• [Passage for review]
The Worst Bug: ^ Anchor
The start anchor (^) was my nemesis. It seemed simple – match only at position 0. But in a multi‑engine architecture, “simple” gets complicated fast.
- Version 1 – Naively checked
pos == 0. Worked forIsMatch, broke forFindAllIndex. - Version 2 – Added
FindAt(haystack, offset)methods. NowFindAllIndexcould tell the engine “this is position 5 in the original string.” - Version 3 – Discovered DFA’s
epsilonClosuredidn’t respect anchors. Implemented properLookSetfollowing Rust’sregex‑automata.
Three attempts over two days. Ben kept testing. I kept fixing.
The Sneakiest Bug: Longest()
This one was humbling. The Longest() method existed since v0.8.2. Documentation claimed it worked, and tests passed – but it was a no‑op stub.
// What I wrote (v0.8.2)
func (r *Regex) Longest() {
// TODO: implement leftmost-longest semantics
}
// What Ben expected
re := coregex.MustCompile(`(a|ab)`)
re.Longest()
// "ab" should match "ab" (longest), not "a" (first)
AWK uses POSIX semantics (leftmost‑longest). Go’s stdlib uses Perl semantics (leftmost‑first) by default, but Longest() switches modes. My engine only supported Perl semantics.
The fix required understanding a fundamental distinction:
Leftmost‑First (Perl): (a|ab) on "ab" → "a" (first alternative wins)
Leftmost‑Longest (POSIX): (a|ab) on "ab" → "ab" (longer match wins)
Implementing this in the PikeVM took ~100 lines. No performance regression in the default mode.

• [Tasks]
1) Answer these questions from the passage on regex engine bugs:
(a) Since which version had the Longest() method existed?
(b) Under leftmost-first semantics, what does (a|ab) match on "ab"?
(c) About how many lines did the Longest() implementation in the PikeVM take?
2) Write the next part of the passage on regex engine bugs, starting after its final sentence.

• [Provided material]
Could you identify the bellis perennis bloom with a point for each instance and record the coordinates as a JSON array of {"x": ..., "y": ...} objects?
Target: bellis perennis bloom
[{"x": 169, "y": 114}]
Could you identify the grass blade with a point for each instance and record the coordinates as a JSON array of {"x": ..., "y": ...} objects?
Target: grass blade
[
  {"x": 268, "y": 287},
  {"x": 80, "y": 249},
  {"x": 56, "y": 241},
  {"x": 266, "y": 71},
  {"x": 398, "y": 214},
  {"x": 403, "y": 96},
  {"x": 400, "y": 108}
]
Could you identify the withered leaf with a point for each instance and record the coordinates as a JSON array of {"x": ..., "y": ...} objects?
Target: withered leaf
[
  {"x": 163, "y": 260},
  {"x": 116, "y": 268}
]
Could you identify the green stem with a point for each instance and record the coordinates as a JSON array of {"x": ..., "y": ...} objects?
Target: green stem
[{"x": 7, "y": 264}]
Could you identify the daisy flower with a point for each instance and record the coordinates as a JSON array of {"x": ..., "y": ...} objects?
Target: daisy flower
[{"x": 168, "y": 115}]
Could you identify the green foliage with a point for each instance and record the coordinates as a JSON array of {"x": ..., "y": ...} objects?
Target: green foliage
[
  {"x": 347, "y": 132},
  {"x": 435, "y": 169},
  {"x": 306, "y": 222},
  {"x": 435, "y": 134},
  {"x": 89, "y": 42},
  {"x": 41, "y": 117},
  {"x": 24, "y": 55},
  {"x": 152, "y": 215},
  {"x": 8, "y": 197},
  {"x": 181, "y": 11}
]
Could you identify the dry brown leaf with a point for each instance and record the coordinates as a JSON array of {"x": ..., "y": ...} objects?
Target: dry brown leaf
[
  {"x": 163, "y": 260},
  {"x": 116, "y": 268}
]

• [Task answers]
1)
(a) v0.8.2
(b) "a"
(c) About 100 lines

2)
The Fix Velocity
| Version | Date | Fixes |
|---|---|---|
| v0.8.3 | Dec 4 | Negated classes, case‑insensitive |
| v0.8.4 | Dec 4 | ^ anchor (professional fix) |
| v0.8.5 | Dec 5 | Word boundaries \b \B |
| v0.8.6 | Dec 7 | ^ in FindAll/ReplaceAll |
| v0.8.7 | Dec 7 | Error message format |
| v0.8.8 | Dec 7 | DFA + capture groups |
| v0.8.9 | Dec 7 | Linter compatibility |
| v0.8.10 | Dec 7 | Inline flags (?s:…) |
| v0.8.11 | Dec 8 | End anchor first‑call bug |
| v0.8.12 | Dec 8 | Longest() implementation |
9 releases in 5 days, each one making coregex more stdlib‑compatible.
Performance: Still Fast
The real question: did all these fixes kill performance?
Pattern: .*connection.*
Input: 250 KB log file
stdlib: 12.6 ms
coregex: 4 µs
Speedup: 3,154× (unchanged from v0.8.0)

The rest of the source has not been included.